--- Exercise materials ---
---*---
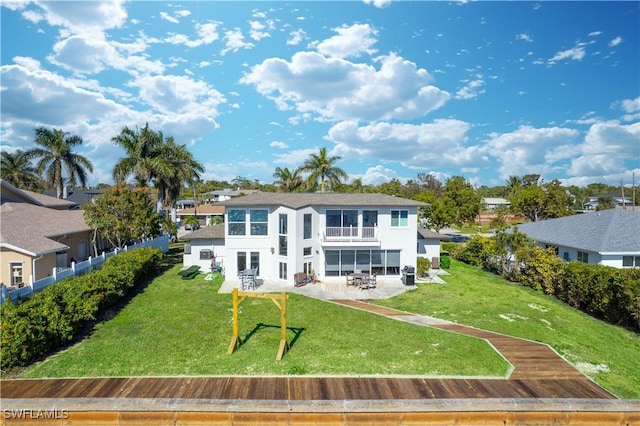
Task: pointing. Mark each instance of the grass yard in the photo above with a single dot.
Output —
(183, 327)
(608, 354)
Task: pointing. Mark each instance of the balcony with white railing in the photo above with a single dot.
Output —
(338, 235)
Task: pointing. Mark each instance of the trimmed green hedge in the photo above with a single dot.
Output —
(604, 292)
(53, 317)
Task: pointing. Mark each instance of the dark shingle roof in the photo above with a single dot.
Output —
(606, 231)
(297, 200)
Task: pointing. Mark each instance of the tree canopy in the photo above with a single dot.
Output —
(122, 216)
(54, 151)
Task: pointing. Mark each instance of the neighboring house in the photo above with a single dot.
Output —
(494, 203)
(608, 237)
(220, 195)
(11, 193)
(204, 213)
(205, 247)
(37, 234)
(77, 196)
(331, 234)
(429, 244)
(617, 200)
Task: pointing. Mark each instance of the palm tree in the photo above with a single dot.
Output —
(514, 183)
(287, 180)
(322, 167)
(175, 166)
(17, 169)
(142, 148)
(55, 153)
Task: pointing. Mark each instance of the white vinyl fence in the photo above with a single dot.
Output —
(80, 268)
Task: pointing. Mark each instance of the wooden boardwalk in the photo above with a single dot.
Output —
(542, 388)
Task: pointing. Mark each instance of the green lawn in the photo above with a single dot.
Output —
(178, 327)
(610, 355)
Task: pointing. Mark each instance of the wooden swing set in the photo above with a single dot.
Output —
(280, 300)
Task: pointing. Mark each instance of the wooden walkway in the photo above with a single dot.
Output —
(542, 388)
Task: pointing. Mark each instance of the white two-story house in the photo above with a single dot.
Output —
(330, 234)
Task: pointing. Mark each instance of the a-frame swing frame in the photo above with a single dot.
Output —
(280, 300)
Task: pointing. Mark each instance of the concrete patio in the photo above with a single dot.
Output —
(333, 288)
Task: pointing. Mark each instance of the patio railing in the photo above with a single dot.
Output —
(351, 233)
(79, 268)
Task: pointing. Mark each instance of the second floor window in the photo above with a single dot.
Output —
(307, 226)
(259, 221)
(237, 219)
(583, 256)
(282, 243)
(399, 218)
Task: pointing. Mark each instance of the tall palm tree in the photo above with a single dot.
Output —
(175, 166)
(321, 167)
(142, 147)
(287, 180)
(54, 150)
(17, 169)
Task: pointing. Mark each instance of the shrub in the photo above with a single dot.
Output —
(476, 251)
(53, 317)
(542, 270)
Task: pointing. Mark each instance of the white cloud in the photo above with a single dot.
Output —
(377, 175)
(472, 89)
(524, 37)
(441, 142)
(298, 156)
(616, 41)
(378, 3)
(169, 18)
(278, 144)
(576, 53)
(631, 105)
(259, 30)
(27, 62)
(529, 150)
(350, 41)
(87, 17)
(335, 89)
(170, 94)
(296, 37)
(234, 41)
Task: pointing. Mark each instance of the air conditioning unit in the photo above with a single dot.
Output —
(206, 254)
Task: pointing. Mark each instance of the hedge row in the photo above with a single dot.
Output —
(53, 317)
(604, 292)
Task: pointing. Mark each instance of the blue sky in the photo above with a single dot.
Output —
(484, 90)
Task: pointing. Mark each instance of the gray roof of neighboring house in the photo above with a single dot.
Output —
(605, 231)
(11, 193)
(78, 196)
(427, 234)
(28, 228)
(213, 232)
(297, 200)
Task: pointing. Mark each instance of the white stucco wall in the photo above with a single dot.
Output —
(403, 239)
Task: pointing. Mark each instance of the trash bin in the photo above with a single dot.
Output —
(409, 275)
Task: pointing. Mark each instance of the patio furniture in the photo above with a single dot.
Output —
(301, 278)
(248, 279)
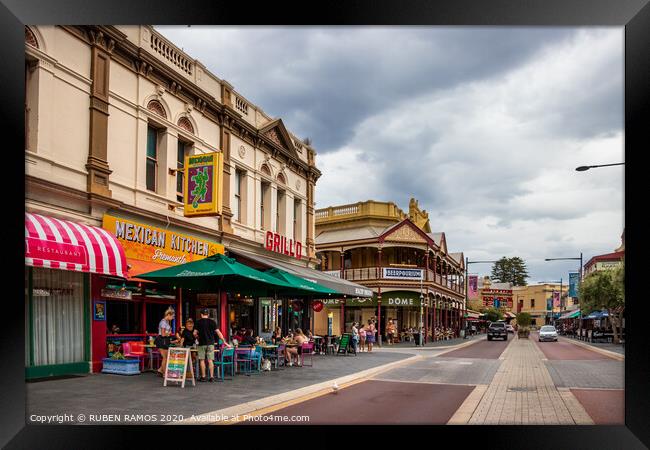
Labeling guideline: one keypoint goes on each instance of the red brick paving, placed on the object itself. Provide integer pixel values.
(562, 350)
(381, 403)
(606, 407)
(484, 350)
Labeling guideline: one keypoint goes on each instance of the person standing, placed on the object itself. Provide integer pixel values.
(370, 334)
(164, 339)
(207, 332)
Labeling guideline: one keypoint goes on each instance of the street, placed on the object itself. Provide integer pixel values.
(520, 381)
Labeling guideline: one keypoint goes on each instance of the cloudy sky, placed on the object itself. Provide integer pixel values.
(484, 126)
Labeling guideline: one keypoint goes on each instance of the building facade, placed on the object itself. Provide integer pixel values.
(394, 254)
(111, 112)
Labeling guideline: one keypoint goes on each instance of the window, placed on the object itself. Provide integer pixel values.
(181, 152)
(152, 158)
(265, 200)
(239, 177)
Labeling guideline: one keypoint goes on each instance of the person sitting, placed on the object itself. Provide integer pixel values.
(294, 350)
(249, 339)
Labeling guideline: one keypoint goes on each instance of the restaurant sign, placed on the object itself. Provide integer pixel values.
(275, 242)
(157, 245)
(397, 273)
(202, 189)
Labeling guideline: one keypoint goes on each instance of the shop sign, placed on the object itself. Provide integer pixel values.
(123, 294)
(152, 244)
(203, 179)
(397, 273)
(275, 242)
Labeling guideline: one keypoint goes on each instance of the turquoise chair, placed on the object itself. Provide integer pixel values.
(226, 359)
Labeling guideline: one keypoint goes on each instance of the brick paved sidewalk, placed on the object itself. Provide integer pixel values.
---*---
Set down each record above exactly as it stands and leave out all pictures.

Task: pointing. Mark each instance of the grass yard in the photo above with a single dot.
Output —
(183, 327)
(608, 354)
Task: pointing. Mark each instance of the balcony with white railing in the photo above with a single dot.
Output —
(338, 235)
Task: pointing. Mark each instance of the trimmed green hedge in the photo above with a single dot.
Output —
(604, 292)
(53, 317)
Task: pointing. Mark each instance of the dark shingle roof in the photo above with a single dot.
Output —
(606, 231)
(297, 200)
Task: pointing. Mark each instance of the tree canopy in the photo above with a single dot.
Output —
(122, 216)
(54, 151)
Task: pointing. Mark each instance of the neighboring house in the photo above with a single dot.
Output —
(494, 203)
(608, 237)
(220, 195)
(11, 193)
(204, 213)
(205, 247)
(37, 234)
(77, 196)
(331, 234)
(429, 244)
(617, 200)
Task: pointing. Mark each instance of the palm tree in the photo above with a single dot.
Output —
(514, 183)
(287, 180)
(322, 167)
(175, 166)
(17, 169)
(142, 148)
(55, 153)
Task: pointing. Mark each instance of the white vinyl fence in the photo above with a single dot.
Output —
(80, 268)
Task: pointing. Mark each instance of the wooden boardwalk in the photo above with a single dot.
Output —
(542, 388)
Task: pointing. Mark each instance of the green lawn in the photo above with a single dot.
Output —
(178, 327)
(610, 355)
Task: pointing. Mark each instance of the wooden swing set in the photo above with a single dot.
Output —
(280, 300)
Task: pointing. Mark each instance of the wooden walkway in the photo above with a single dot.
Output —
(542, 388)
Task: pointing. Mark each instance of the white two-story house in the photo above with a single dot.
Output —
(330, 234)
Task: pointing. Mark each instance of the a-frame swing frame in the photo above with a single dot.
Output —
(280, 300)
Task: pointing. Mark each instance of the concrete patio in the photo above with a single dot.
Output —
(333, 288)
Task: pointing. Mark each instance of the patio railing in the photo above with a single dot.
Output —
(351, 233)
(79, 268)
Task: pointing. Mark each instance of the second floor window in the photo above with a single dot.
Output —
(307, 226)
(259, 221)
(237, 219)
(583, 256)
(282, 243)
(399, 218)
Task: pointing. Mark each instance of the tall palm tree in the photo above with a single dot.
Output —
(175, 166)
(321, 167)
(142, 147)
(287, 180)
(54, 150)
(17, 169)
Task: pointing. Mark each instance of the shrub in the photo above with a single dot.
Output —
(476, 251)
(53, 317)
(542, 270)
Task: pointing. Mark each instance of the white cloud in the photo above with a single dot.
Output —
(377, 175)
(472, 89)
(524, 37)
(441, 142)
(298, 156)
(616, 41)
(378, 3)
(169, 18)
(278, 144)
(576, 53)
(631, 105)
(259, 30)
(27, 62)
(529, 150)
(350, 41)
(87, 17)
(335, 89)
(170, 94)
(296, 37)
(234, 41)
Task: pointing. Mark each instance of the air conditioning unit in the photo above with a single dot.
Output —
(206, 254)
Task: pointing. Mark each instance of the hedge row in the photo above with a single dot.
Output —
(53, 317)
(604, 292)
Task: pointing. Mark each instance of the blue sky in the photo above with a single dot.
Output —
(484, 90)
Task: pointing. Mark each instance of the gray roof of neighboring house in the photo above with a single dot.
Output —
(605, 231)
(11, 193)
(78, 196)
(427, 234)
(28, 228)
(213, 232)
(297, 200)
Task: pointing. Mark each instance of the white stucco wall in the photo above with a single dot.
Output —
(403, 239)
Task: pointing. Mark each instance of the trash bin in the photo above with a single dot.
Output —
(409, 275)
Task: pointing. Mark each instance of the patio furniture in the photo above with a single dot.
Output —
(301, 278)
(248, 279)
Labeling guideline: one keypoint goes on each instance of the red brick paving, placed on the object itself. Provide integer pixel values.
(562, 350)
(381, 403)
(606, 407)
(484, 350)
Labeling guideline: one keypoint goes on each instance of the person standing, placed on the object itself. Provide integer pixel values.
(370, 334)
(164, 339)
(207, 332)
Labeling guideline: one keypoint goes on each instance of the street, placed on the object itself. Provide integer pixel values.
(520, 381)
Labeling guideline: one keypoint goes on each instance of the cloudy sky, placed on the object itself. Provide integer pixel values.
(484, 126)
Labeling guideline: one keypoint goes on each instance of the building facade, placed on the object itself. Provide integer pixel values.
(394, 254)
(111, 112)
Labeling guideline: one keypoint goes on each instance of the window, placed on the object itself. Provide integer pixel values.
(181, 152)
(152, 158)
(265, 200)
(239, 177)
Labeling guideline: one keypoint goes on each instance of the person sitting, placed on the object itself. Provide integer pixel values.
(294, 350)
(249, 339)
Labeling guideline: one keypoint goes on each instance of the restaurant sign, placed on the object itself. Provide integer pixel values.
(275, 242)
(157, 245)
(397, 273)
(202, 189)
Labeling guideline: one keypoint goes on each instance of the shop sign, placed on the object itself. Provide integer pixel values.
(123, 294)
(152, 244)
(203, 179)
(397, 273)
(275, 242)
Labeling guideline: one keypoint goes on each instance of the turquoise chair, placed on the object itself. Provide integer pixel values.
(226, 359)
Labeling guideline: one keypoint goes on each instance of the brick paved sidewalk, placed on the object itself. Provide integer pixel values.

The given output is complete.